■ Excerpted passage ■
■ ■ ■ ■ ■

In Harlow v. Fitzgerald, 457 U.S. 800, 818, 102 S.Ct. 2727, 73 L.Ed.2d 396 (1982), the United States Supreme Court held "that government officials performing discretionary functions generally are shielded from liability for civil damages insofar as ther conduct does not violate clearly established statutory or constitutional rights of which a reasonable person would have known." This doctrine of official or qualified immunity recognizes "the need to protect officials who are required to exercise their discretion and the related public interest in encouraging the vigorous exercise of official authority." Id. at 807, 102 S.Ct. 2727 (internal quotations and citation omitted). Recently, the Court of Appeals for the Third Circuit set out the proper analysis of the defense of qualified immunity:

In determining whether the individual CYS officials are entitled to claim qualified immunity, we engage in a three-part inquiry: (1) whether the plaintiffs alleged a violation of their statutory or constitutional rights; (2) whether the right, alleged to have been violated was clearly established in the existing law at the time of the violation; and (3) whether a reasonable official should have known that the alleged action violated the plaintiffs' rights. Rouse v. Plantier, 182 F.3d 192, 196-97 (3d Cir. 1999). . . . The second and third parts are related, and involve an inquiry into the "objective legal reasonableness" of an official's action, assessed in light of legal rules that were "clearly established" at the time the officials took the action. Anderson v. Creighton, 483 U.S. 635, 639, 107 S.Ct. 3034, 97 L.Ed.2d 523 (1987) (internal quotations and citation omitted). Rights may be clearly established even though the precise conduct at issue has not yet been declared unlawful. See id. at 640, 483 U.S. 635, 107 S.Ct. 3034, 97 L.Ed.2d 523. Throughout the inquiry, the officials' subjective intent is irrelevant. See id. at 639, 483 U.S. 635, 107 S.Ct. 3034, 97 L.Ed.2d 523.

The Supreme Court has directed that the right in question should be defined in a particularized and relevant manner, rather than abstractly. See id. at 640, 483 U.S. 635, 107 S.Ct. 3034, 97 L.Ed.2d 523.

Doe v. County of Centre, Pennsylvania, 242 F.3d 437, 453-54 (3d Cir. 2001) (emphasis added).

In Good v. Dauphin County Social Services for Children and Youth, 891 F.2d 1087 (3d Cir. 1989), a mother suspected of child abuse brought a civil rights action against the municipal and county officials who conducted an allegedly improper and intrusive search at her home. The Court of Appeals for the Third Circuit held that the social services caseworker and police officer who assisted him were not entitled to qualified immunity because the law was clearly established, at the time of the search, that they could not conduct an intrusive physical examination of a child in the absence of a parent's consent or an objectively reasonable belief that the child was in imminent danger of serious bodily injury and that the intrusions were necessary to prevent that harm. The Court of Appeal's analysis in Good examined the Supreme Court's opinion in Anderson v. Creighton, 483 U.S. 635, 107 S.Ct. 3034, 97 L.Ed.2d 523 (1987), which smoothed out a few wrinkles in the highly nuanced doctrine of qualified immunity:

The contours of the right must be sufficiently clear that a reasonable official would understand that what he is doing violates that right. This is not to say that an official action is protected by qualified immunity unless the very action in question has previously been held unlawful, but it is to say that in light of preexisting law the unlawfulness must be apparent.

■ ■ ■ ■ ■

■ Task requirements ■
a: Please return the part of the qualified immunity passage that opens with the words containing "The contours of" and closes with "must be apparent.".
b: Answer these questions from the qualified immunity passage:
(i) In what year was Harlow v. Fitzgerald decided?
(ii) How many parts are in the inquiry the Third Circuit uses to decide whether officials may claim qualified immunity?
(iii) In Good v. Dauphin County Social Services for Children and Youth, who brought the civil rights action?
c: Shorten the paragraph of the qualified immunity passage that begins "In Good v. Dauphin County Social Services" and keep its main facts.

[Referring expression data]
■ ■ ■ ■ ■

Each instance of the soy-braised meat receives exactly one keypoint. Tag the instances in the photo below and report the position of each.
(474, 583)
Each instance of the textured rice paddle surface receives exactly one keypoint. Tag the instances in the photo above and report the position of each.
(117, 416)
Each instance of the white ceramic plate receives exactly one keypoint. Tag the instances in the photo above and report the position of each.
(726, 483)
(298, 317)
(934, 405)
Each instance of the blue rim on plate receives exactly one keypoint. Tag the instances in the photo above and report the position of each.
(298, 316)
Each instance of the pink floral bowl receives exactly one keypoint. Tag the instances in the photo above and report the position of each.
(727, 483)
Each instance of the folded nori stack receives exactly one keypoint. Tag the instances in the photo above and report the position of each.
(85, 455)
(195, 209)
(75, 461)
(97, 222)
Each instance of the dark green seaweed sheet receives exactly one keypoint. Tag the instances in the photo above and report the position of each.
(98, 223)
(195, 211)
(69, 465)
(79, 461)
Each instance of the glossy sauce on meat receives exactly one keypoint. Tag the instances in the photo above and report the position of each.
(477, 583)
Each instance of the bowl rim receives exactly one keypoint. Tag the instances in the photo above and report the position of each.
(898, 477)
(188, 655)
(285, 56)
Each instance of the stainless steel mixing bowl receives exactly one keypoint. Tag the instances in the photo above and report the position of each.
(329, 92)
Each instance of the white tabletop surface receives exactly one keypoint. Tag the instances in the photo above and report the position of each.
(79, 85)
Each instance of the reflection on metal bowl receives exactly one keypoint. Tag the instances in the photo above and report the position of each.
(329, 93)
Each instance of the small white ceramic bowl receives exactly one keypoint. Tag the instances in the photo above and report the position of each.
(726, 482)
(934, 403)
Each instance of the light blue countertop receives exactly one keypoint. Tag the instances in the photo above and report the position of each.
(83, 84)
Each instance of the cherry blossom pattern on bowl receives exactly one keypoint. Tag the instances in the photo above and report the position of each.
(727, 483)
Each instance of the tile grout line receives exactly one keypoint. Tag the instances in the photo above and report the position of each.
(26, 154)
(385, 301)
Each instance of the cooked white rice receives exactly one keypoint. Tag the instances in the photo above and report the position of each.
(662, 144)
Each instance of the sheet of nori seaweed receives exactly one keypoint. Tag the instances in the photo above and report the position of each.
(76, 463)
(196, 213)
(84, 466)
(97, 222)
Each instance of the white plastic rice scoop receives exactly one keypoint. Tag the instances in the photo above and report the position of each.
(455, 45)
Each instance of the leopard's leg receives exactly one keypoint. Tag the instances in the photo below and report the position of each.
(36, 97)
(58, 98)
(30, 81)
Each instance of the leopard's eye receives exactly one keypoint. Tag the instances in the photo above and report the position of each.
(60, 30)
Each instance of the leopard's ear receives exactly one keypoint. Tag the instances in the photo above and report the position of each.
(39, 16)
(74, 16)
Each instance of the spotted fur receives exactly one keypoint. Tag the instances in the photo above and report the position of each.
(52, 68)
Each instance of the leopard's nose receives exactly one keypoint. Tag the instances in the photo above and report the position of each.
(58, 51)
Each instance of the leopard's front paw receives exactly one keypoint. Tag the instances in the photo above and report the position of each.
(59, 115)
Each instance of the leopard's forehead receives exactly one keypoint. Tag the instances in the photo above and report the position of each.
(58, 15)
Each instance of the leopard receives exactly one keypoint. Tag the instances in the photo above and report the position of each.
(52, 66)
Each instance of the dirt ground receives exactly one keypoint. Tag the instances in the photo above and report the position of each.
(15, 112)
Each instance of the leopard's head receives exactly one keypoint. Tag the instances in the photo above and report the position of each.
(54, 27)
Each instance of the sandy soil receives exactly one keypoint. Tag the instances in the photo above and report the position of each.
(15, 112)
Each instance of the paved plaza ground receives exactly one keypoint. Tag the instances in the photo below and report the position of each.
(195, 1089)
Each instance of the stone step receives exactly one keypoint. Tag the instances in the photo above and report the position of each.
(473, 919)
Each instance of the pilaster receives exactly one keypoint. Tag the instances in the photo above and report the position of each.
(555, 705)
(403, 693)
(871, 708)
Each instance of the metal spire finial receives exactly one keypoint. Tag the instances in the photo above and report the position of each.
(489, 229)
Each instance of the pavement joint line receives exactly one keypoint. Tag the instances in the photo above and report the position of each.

■ ■ ■ ■ ■

■ Solved tasks ■
a:
The contours of the right must be sufficiently clear that a reasonable official would understand that what he is doing violates that right. This is not to say that an official action is protected by qualified immunity unless the very action in question has previously been held unlawful, but it is to say that in light of preexisting law the unlawfulness must be apparent.

b:
(i) 1982
(ii) Three
(iii) A mother suspected of child abuse

c: In Good v. Dauphin County Social Services for Children and Youth, 891 F.2d 1087 (3d Cir. 1989), a mother suspected of child abuse sued the municipal and county officials who conducted an allegedly improper and intrusive search at her home. The Third Circuit denied qualified immunity to the caseworker and the police officer who assisted him. At the time of the search, the law clearly barred an intrusive physical examination of a child without a parent's consent. The only exception was an objectively reasonable belief that the child faced imminent danger of serious bodily injury and that the intrusions were needed to prevent that harm. The court's analysis examined Anderson v. Creighton, 483 U.S. 635 (1987), which clarified parts of the qualified immunity doctrine.